— START Quoted text —
Tuesday 15 May 2012 | Published in Regional


Triathletes will today try to best a record that is now 10 years old in the round Rarotonga cycle race, the Tour de Raro.

The Triathlon Association’s main cycle race known as the Turtles Tees Tour de Raro will be held today starting at 4.45pm in the town centre.

It is 10 years ago this month that the race record of 42 minutes 16 seconds was set by Australian ironman triathlete Luke Bell. New Zealand’s Cathy McManus holds the women’s record with her time 45:44.

Geoff Stoddart and Jennie George claim the local race records, having completed the ride in 44:38 and 45:47 respectively.

The event is kindly sponsored by long time supporter TurtlesTees Sportswear.

Last year 51 cyclists raced on a wet and windy day, down on the previous year’s field of 87 riders. It is expected that at least 50 riders will enter.

Cyclists should note that several groups of riders spaced a few hundred metres apart will form in the first few kilometres of the race depending on riders abilities.

Cyclists are asked to order themselves on the start line with the expected fastest riders at the front and the slower near the rear.

The Tour de Raro race goes clockwise – the opposite direction to the triathlon cycle.

Organisers are asking people to take extra care in the first two kilometres of the race, especially at the roundabout and through to Tupapa village, where traffic islands and intersections may act as obstacles.

Under triathlon association rules, cyclists are not allowed to use aero bars when riding within the peloton group.
— END Quoted text —
— START Excerpted records —
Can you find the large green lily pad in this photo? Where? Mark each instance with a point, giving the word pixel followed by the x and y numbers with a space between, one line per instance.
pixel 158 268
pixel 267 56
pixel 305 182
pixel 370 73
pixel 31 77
— END Excerpted records —
*What is required:* Write the next part of the news article on the Tour de Raro cycle race, picking up after its last sentence.

*The output:*
Only once riders have reduced to groups of four or less in line are aero bar positions acceptable. To avoid accidents, do not follow too closely.

If conditions are windy, extra care will be required by all riders.

Avoid following too close and be especially wary of sideways movement in wind gusts. Cyclists might best position themselves behind rather than beside.

A police motorcycle escort will proceed 50 metres in front of the leading riders.

The Triathlon Association has arranged electronic timing of the race by Sports Timing New Zealand Ltd under the skilled management of Richard Brewer and Stuart White.

An ankle strapped transponder will be allocated to official entrants. The finish line arrangements, in a coned off section of the road, will be advised in a race briefing shortly before the start.

Cyclist are asked to gather at the start line area from 3.45pm to get your name on the start board and receive a transponder.

Within an hour of start time, most riders will have circled the island and be ready to wind down at the after race function and prizegiving to be held at the Edgewater Resort and Spa from 7.30pm.